PROBLEMS TO WORK ON |
A – Condense the paragraph of the blog post on thank-you notes that begins "I am a stickler" into three or four short sentences, keeping its main facts.
B – Extend the blog post on thank-you notes, starting right after its final sentence.

EXCERPT |
Sunday, October 25, 2009

THINGS YOUR MOTHER SHOULD HAVE TOLD YOU: Importance of the Thank You


"Etiquette is not some rigid code of manners; it is simply how persons' lives touch one another."
Emily Post, circa 1922

I am a stickler when it comes to my kids expressing their appreciation when someone does something nice for them. Almost as soon as the gift is unwrapped, we pull out their stationery and I help them find the appropriate words to say thank you. My son is still a wee one, so I am pretty sure he doesn't completely understand what mommy is doing with pen and paper in hand (he has his moments) but my daughter has surprised me on more than one occasion by beating me to the punch.




She recently received a gift from some friends of my parents. Nothing fancy, some colourful beaded bracelets and a necklace, the kind of gift that brings little girls to a near squeal. We received them over the course of the Thanksgiving weekend and being a little busy and pre-occupied with all that turkey business, it slipped my mind to jot down a thank you to this nice couple (since my mind seems to 'slip' a lot these days, I usually make a habit of writing out a thank you note right away so I don't completely forget). On Thanksgiving morning, my daughter woke up at 7:00 am and raced into my room, almost on the verge of tears, trying to drag me out of bed because it was 'real important'. In my half groggy state, I jumped out of bed, thinking some horrible accident had occurred and tried to prepare myself for the calamity that waited for me downstairs.

INFORMATION GIVEN |
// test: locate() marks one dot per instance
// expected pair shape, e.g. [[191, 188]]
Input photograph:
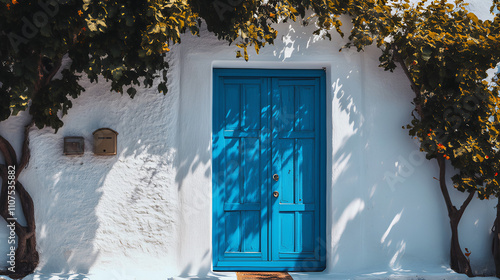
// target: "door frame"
[[218, 74]]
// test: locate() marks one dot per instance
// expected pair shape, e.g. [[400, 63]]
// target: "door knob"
[[276, 177]]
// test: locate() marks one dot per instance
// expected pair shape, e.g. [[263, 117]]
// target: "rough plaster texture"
[[146, 212]]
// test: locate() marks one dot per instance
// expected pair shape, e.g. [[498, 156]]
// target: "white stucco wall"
[[146, 212]]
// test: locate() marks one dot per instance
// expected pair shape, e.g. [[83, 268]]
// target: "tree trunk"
[[496, 241], [26, 256], [458, 262]]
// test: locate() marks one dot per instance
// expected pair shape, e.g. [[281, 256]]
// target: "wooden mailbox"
[[105, 141]]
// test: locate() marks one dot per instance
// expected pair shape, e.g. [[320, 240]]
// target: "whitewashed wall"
[[146, 213]]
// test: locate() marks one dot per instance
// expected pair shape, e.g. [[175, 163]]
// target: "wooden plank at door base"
[[251, 275]]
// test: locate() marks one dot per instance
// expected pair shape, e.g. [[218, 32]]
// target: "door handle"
[[276, 177]]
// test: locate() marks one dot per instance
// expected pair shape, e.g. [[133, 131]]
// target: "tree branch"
[[466, 203], [414, 87]]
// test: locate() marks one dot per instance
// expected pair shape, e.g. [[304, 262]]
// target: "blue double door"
[[269, 170]]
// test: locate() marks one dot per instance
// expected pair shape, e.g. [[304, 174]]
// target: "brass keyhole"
[[276, 177]]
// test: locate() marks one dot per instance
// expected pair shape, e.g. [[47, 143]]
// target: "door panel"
[[268, 122]]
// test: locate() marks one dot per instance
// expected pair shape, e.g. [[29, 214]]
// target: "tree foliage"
[[46, 46]]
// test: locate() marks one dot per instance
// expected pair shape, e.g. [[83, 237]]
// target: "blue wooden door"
[[268, 170]]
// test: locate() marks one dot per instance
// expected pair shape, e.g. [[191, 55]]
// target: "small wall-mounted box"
[[105, 141], [73, 146]]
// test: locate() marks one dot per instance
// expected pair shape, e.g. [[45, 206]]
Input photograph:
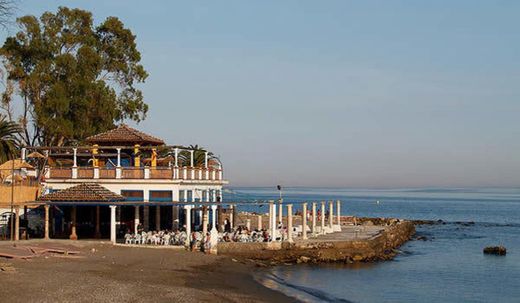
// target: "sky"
[[372, 94]]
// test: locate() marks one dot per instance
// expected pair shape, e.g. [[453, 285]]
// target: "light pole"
[[280, 210]]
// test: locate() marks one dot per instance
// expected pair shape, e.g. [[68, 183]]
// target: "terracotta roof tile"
[[124, 134], [84, 192]]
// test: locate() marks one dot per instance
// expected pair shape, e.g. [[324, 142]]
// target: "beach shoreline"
[[105, 273]]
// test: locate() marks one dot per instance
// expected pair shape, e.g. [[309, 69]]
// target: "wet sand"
[[104, 273]]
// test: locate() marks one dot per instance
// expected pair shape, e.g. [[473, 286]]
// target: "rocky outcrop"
[[495, 250], [380, 247]]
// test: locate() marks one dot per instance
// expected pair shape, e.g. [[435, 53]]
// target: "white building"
[[143, 169]]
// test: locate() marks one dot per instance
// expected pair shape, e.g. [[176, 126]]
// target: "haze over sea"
[[448, 267]]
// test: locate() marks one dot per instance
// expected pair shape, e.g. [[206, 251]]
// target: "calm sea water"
[[449, 267]]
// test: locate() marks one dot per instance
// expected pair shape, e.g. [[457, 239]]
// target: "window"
[[161, 195], [133, 195]]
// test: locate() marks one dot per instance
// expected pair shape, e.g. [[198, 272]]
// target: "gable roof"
[[18, 164], [84, 192], [124, 134]]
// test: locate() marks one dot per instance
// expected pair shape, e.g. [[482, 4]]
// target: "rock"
[[357, 258], [495, 250], [303, 259]]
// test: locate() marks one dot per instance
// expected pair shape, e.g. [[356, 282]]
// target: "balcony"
[[135, 173]]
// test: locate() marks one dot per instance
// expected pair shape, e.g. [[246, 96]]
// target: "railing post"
[[75, 163]]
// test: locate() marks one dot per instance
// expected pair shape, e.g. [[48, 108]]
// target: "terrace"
[[127, 153]]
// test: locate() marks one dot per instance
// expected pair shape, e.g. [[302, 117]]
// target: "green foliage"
[[8, 139], [74, 79]]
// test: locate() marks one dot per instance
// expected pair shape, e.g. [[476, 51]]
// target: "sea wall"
[[380, 247]]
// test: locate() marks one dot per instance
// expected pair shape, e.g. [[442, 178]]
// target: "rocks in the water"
[[303, 259], [495, 250], [422, 238]]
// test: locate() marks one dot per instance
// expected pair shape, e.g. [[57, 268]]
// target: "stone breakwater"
[[381, 246]]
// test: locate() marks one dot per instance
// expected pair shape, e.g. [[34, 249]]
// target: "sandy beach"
[[104, 273]]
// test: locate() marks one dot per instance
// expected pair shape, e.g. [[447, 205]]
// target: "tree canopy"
[[8, 139], [74, 79]]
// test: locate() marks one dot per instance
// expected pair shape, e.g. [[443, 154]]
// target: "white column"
[[338, 210], [337, 226], [46, 222], [188, 224], [214, 217], [232, 216], [205, 222], [136, 218], [175, 217], [214, 231], [313, 226], [75, 163], [272, 220], [323, 217], [17, 223], [113, 224], [157, 218], [331, 215], [118, 157], [259, 225], [280, 211], [22, 156], [289, 223], [119, 173], [304, 221]]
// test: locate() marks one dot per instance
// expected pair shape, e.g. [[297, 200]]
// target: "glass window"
[[161, 195], [133, 195]]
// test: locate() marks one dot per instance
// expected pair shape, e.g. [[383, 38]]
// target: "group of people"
[[198, 241], [163, 237]]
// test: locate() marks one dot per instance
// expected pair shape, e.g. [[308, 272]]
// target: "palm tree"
[[8, 139]]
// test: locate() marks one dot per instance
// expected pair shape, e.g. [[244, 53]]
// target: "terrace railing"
[[135, 173]]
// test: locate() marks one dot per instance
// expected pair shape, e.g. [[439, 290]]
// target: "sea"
[[449, 266]]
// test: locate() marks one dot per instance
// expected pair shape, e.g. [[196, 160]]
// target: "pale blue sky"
[[333, 93]]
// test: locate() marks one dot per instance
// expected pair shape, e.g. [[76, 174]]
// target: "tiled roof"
[[84, 192], [18, 164], [124, 134]]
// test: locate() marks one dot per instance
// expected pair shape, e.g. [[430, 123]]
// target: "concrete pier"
[[313, 229], [289, 223], [322, 231], [352, 244], [304, 221]]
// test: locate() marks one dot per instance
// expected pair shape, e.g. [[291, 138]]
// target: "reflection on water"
[[448, 267]]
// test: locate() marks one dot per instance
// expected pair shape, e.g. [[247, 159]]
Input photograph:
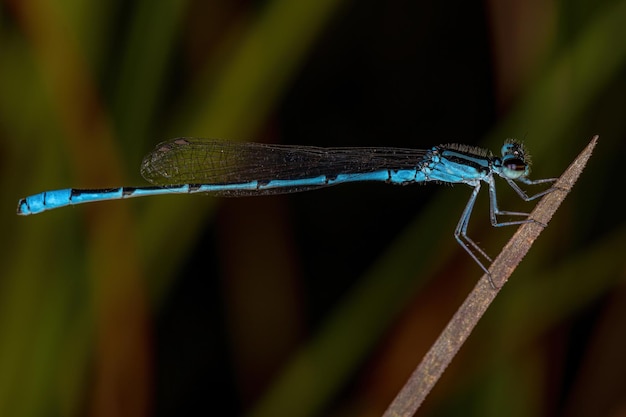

RESULTS FOR EACH TASK |
A – The writer insists that her children thank people who do something nice for them. Soon after a gift is unwrapped, she gets out their stationery and helps them word a thank-you note. Her son is too young to fully understand what she is doing. Her daughter, though, has more than once beaten her to it.

B –
Lily Lemontree

When I asked her (okay, maybe I was yelling but it all seems a blur) what was wrong, she pointed to the kitchen table and just said 'look mommy'. On my kitchen table, she had laid out her bracelets, a pen, and her stationery. Stunned (well, it was 7:00 am), I asked her what this all was and she told me that she 'never said thank you to Mrs. S for her bracelets and that she remembered it in her dream, and had to get out of bed to do it quickly because that wasn't nice to forget.' Obviously, I will have to start saving some money for therapy if this child is thinking about these kind of things in her dreams but I was so proud of her at that moment for wanting to be 'nice' and secretly a little proud of myself as well for teaching her the importance of being nice and how to show it to others.



As much as I try, I sometimes don't know if I am getting through to them. On my more trying days, I question if they absorb any of this stuff I try to teach them. These epiphanies I experience with my children, while I would prefer them during the late afternoon as opposed to first thing in the morning, prove to me that a child is never too young to learn good manners.



Lily Lemontree

Start by getting some nice paper for your little ones. Since the priority here is teaching them the importance of the 'thank you', you really could use any plain old lined paper but why would you?? Get them excited by involving them in choosing paper that reflects their personality or a theme they really like.



Personalized note cards are always a great choice (it usually peaks their interest in something if they see their name on it). And be diligent with your task at hand! While they are never too young to learn about proper behaviour, let's not forget that they are the children and we are the adults. We are their examples and teachers. If we can't remember to say 'thank you' to others (verbally and in other ways), how do we expect our children to remember??
Get into the habit of setting the example of what good manners are and you would be surprised how much your children will absorb from you without even saying a word!